◆ 选定文本 ◆
▽
在ajax获取内容之后,我想调用另一个ajax函数

xdnvmnnf  于 2021-06-20  发布在  Mysql
关注(0)|答案(3)|浏览(364)

我在侧边栏中创建了ajax调用,当我在导航中单击color时,它可以完美地工作,这里的一切都很好。
代码为:

<a id='color'>Color</a>

javascript函数:

document.getElementById('color').addEventListener('click', color);
function color(){
var xhr = new XMLHttpRequest();
xhr.open('GET', 'setting/color.php', true);
xhr.onload = function(){
if(this.status == 200){
 history.pushState(null, null, '?c=color');
 document.getElementById('content').innerHTML = this.responseText;
} else if(this.status = 404){
  document.getElementById('content').innerHTML = 'Not Found';
}
}
xhr.onerror = function(){
console.log('Request Error...');
}
xhr.send();
}

之后,我想在color页上看到这段代码,它在color.php上,这是来自ajax调用的。
△
◆ 所给数据 ◆
▽
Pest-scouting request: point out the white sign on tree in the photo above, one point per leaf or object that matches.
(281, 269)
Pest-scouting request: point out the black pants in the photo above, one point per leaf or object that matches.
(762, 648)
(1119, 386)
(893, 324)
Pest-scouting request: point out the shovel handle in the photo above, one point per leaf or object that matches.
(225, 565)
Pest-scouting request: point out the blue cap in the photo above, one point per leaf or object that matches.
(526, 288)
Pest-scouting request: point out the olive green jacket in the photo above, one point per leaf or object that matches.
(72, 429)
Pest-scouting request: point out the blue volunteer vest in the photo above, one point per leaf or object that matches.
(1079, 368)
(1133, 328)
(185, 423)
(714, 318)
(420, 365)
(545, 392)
△
▽
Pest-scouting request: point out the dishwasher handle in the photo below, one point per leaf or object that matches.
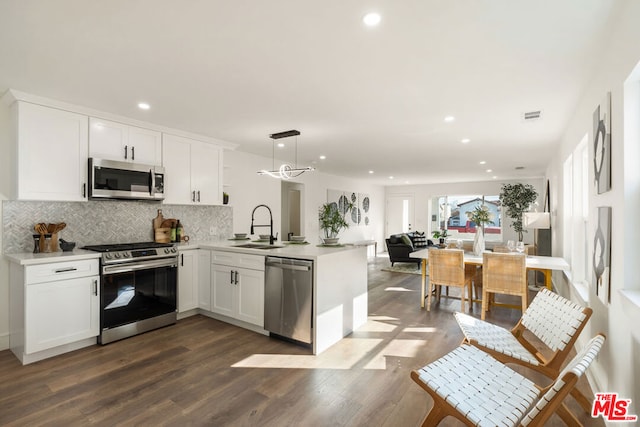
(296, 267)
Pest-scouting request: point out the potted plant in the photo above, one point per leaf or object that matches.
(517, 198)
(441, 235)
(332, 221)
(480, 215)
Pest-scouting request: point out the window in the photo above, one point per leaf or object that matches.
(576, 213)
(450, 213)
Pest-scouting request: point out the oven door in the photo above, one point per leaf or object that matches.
△
▽
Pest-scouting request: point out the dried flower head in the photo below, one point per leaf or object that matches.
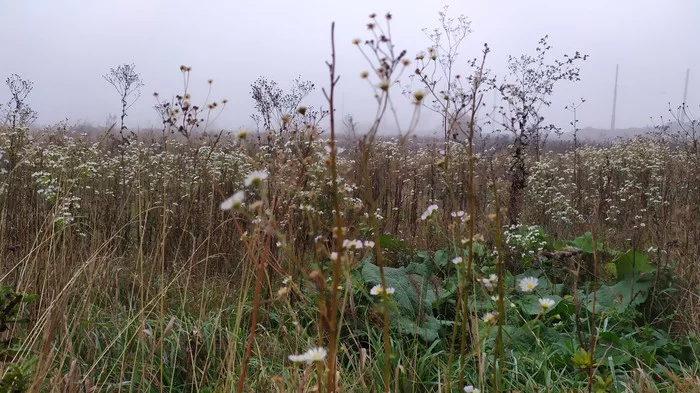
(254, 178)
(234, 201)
△
你能从最后一句之后接着写下去，续完这篇讲ajax获取内容后再调用另一个ajax函数的帖子吗？

◆ 练习解答 ◆
<div class="f-col s1 m1 l1">
                <label class="container f-padding">
                  <input class="cols" type="radio" name="cols" value="dark light-hover">
                  <span class="checkmark dark"></span>
                </label>
            </div>

            <div class="f-col s1 m1 l1">
                <label class="container f-padding">
                  <input class="cols" type="radio" name="cols" value="light dark-hover" checked="checked">
                  <span class="checkmark light"></span>
                </label>
            </div>

javascript函数如下:

var colito = document.getElementsByClassName('cols');

var i;
for(i=0;i < colito.length;i++){
colito[i].addEventListener('click', colorSid);
function colorSid(e){
  e.preventDefault();
  var cols = this.value;
  var params = "cols="+cols;

  var xhr = new XMLHttpRequest();
  xhr.open('POST', '../phppath/color.php', true);
  xhr.setRequestHeader('Content-type', 'application/x-www-form-urlencoded');
  xhr.onload = function(){
    console.log(this.responseText);
  }
  xhr.send(params);
}
}

它不工作,如果我不刷新页面,有什么问题谁知道?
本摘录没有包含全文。